[EXTRACT PROVIDED]
If Poland was a developing country it would be a more of an issue towards the residents there. Another type of water pollution is groundwater. Groundwater is the water kept underground in aquifers. These aquifers feed rivers and supply our everyday water that we drink and use. Groundwater pollution is caused by by weed killers and fertilizers that seep through the ground. In this passage it says, “Only 63 percent of groundwater resources in China can be used for drinking water due to pollution levels” (Blanchfield). China’s population is over 1.

3 billion and only that much groundwater is accessible. This is problem with what is stated as the most populated country in the world. Even though this pollution is less evident than groundwater the problem it causes are morally the same.

One of two ways pollution can occur is a point-source pollution. Point source pollution comes from a specific location that you can easily point out if you were asked what caused it. As Blanchfield says in his article, “Factories, power plants, sewage treatment plants, underground coal mines, and oil wells are classified as point sources because they discharge pollution from specific locations, such as drainpipes, ditches, or sewer outfalls” (Blanchfield). These are all examples of points sources and they all come from a single location. The second way pollution can occur is nonpoint pollution. This pollution comes from many sources surrounding the body water. Based on what I read here, “Nonpoint sources include runoff from farm fields, golf courses, lawns and gardens, construction sites, logging areas, roads, streets, and parking lots” (Blanchfield).

[DATA FOR ANALYSIS]
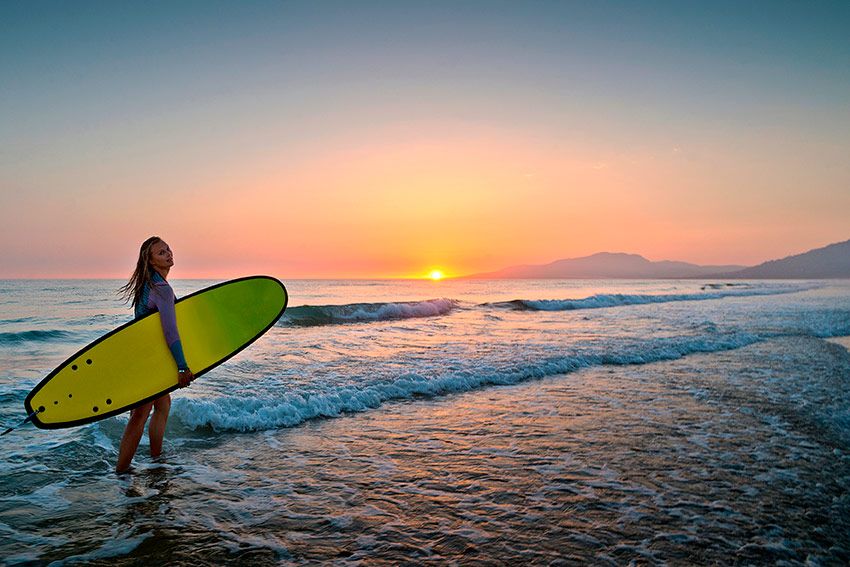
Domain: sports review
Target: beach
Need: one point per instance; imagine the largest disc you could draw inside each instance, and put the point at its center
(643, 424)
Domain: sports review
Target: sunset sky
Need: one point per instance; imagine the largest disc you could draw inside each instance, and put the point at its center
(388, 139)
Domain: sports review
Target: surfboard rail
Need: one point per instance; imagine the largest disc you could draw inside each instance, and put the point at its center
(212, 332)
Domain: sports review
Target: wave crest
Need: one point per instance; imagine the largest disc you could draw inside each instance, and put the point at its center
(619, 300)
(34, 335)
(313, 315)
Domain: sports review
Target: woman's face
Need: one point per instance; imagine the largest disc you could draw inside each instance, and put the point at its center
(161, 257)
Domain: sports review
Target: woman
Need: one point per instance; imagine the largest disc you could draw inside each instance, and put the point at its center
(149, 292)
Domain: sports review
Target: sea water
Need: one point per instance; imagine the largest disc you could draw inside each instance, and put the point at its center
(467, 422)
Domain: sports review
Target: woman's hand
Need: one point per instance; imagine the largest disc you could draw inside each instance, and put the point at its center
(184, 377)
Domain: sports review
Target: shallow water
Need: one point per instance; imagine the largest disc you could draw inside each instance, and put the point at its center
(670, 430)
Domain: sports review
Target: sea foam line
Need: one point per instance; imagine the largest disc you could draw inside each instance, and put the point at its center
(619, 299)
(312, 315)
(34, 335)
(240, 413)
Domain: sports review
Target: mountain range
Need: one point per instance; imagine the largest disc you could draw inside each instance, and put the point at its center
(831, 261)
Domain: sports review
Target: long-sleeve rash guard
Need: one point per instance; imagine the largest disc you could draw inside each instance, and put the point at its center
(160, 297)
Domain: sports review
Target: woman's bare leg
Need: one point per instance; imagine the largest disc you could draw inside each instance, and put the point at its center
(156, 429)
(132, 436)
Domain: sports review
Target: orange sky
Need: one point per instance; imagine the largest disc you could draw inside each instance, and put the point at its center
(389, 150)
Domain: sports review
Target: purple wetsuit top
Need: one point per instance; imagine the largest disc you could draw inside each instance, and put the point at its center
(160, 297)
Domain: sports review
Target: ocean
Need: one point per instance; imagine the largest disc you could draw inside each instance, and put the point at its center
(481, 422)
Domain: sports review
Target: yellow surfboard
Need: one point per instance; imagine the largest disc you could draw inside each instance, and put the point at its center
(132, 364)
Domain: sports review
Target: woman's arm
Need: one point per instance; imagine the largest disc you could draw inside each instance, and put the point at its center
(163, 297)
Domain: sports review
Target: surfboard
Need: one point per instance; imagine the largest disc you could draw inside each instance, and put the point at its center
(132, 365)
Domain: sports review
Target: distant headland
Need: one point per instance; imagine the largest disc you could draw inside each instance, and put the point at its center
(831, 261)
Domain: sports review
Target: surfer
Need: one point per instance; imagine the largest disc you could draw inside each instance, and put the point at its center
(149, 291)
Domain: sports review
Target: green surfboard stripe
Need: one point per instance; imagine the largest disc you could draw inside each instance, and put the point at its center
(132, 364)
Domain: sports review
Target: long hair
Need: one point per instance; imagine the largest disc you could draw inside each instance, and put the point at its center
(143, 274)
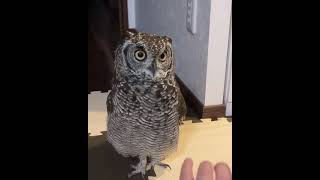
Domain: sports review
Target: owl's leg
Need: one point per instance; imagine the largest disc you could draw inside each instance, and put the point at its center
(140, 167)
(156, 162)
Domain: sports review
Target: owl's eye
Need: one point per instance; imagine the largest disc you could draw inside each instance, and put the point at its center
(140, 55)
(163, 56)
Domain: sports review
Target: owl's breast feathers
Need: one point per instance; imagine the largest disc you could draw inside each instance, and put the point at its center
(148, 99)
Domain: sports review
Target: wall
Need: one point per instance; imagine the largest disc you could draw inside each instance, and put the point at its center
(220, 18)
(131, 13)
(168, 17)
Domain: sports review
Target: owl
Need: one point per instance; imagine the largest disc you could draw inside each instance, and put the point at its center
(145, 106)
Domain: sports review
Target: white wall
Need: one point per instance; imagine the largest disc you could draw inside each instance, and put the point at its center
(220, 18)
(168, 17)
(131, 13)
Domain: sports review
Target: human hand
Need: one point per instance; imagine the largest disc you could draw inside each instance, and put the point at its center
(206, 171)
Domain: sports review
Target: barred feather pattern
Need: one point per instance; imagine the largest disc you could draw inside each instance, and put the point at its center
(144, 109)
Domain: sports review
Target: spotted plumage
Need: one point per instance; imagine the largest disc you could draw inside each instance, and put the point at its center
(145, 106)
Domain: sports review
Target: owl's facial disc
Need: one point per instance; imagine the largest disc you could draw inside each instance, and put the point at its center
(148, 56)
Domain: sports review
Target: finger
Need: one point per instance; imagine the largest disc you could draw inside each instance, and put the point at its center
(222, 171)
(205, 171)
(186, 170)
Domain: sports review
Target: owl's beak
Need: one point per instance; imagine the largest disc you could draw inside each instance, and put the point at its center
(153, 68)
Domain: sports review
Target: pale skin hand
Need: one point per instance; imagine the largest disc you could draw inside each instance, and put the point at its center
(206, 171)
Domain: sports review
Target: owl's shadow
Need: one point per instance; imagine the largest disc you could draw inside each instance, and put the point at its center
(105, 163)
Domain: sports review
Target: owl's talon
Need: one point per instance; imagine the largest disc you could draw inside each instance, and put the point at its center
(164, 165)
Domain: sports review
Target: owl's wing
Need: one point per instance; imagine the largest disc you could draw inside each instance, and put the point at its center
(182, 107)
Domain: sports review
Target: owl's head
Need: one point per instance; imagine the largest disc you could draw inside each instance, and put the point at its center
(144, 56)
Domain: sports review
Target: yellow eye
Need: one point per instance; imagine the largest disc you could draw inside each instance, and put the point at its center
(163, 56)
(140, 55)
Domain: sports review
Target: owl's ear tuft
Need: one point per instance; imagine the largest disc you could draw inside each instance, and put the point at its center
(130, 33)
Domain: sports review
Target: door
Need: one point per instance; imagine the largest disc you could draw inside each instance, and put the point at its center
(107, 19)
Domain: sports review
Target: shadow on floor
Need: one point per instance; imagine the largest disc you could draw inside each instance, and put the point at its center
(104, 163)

[TASKS TO CARRY OUT]
1 - Can you rewrite the paragraph of the water pollution text that begins "One of two ways pollution can occur" as a short list, keeping its main facts?
2 - Could you pick up the water pollution text after its last sentence and continue it?
The records have nothing to do with the water pollution text.

[SOLVED PROBLEMS]
1 -
- Pollution can occur in two ways: point-source and nonpoint.
- Point-source pollution comes from a specific location that is easy to identify. Examples are factories, power plants, sewage treatment plants, underground coal mines, and oil wells, which discharge through drainpipes, ditches, or sewer outfalls.
- Nonpoint pollution comes from many sources surrounding a body of water. Examples include runoff from farm fields, golf courses, lawns and gardens, construction sites, logging areas, roads, streets, and parking lots.

2 -
In contrast to point-source there is no specific location this pollution has come from. These multiple sources make it hard to monitor and treat. In conclusion, there are many ways these pollutions are detected. Scientists takes samples of water and measure the concentrations of multiple chemicals it contains. According to this text, “” Any physical, biological, or chemical change in water quality that adversely affects living organisms or makes water unsuitable for desired uses can be considered pollution.” (Lerner/Wilmoth). If the chemicals are too hazardous the water is labeled as polluted. This measurement is known as chemical indication.

Another way is to examine the organisms the specific body of water contains. If many organisms can live there the water quality is considered good. If the organisms can’t the water is poor. This is called biological indications.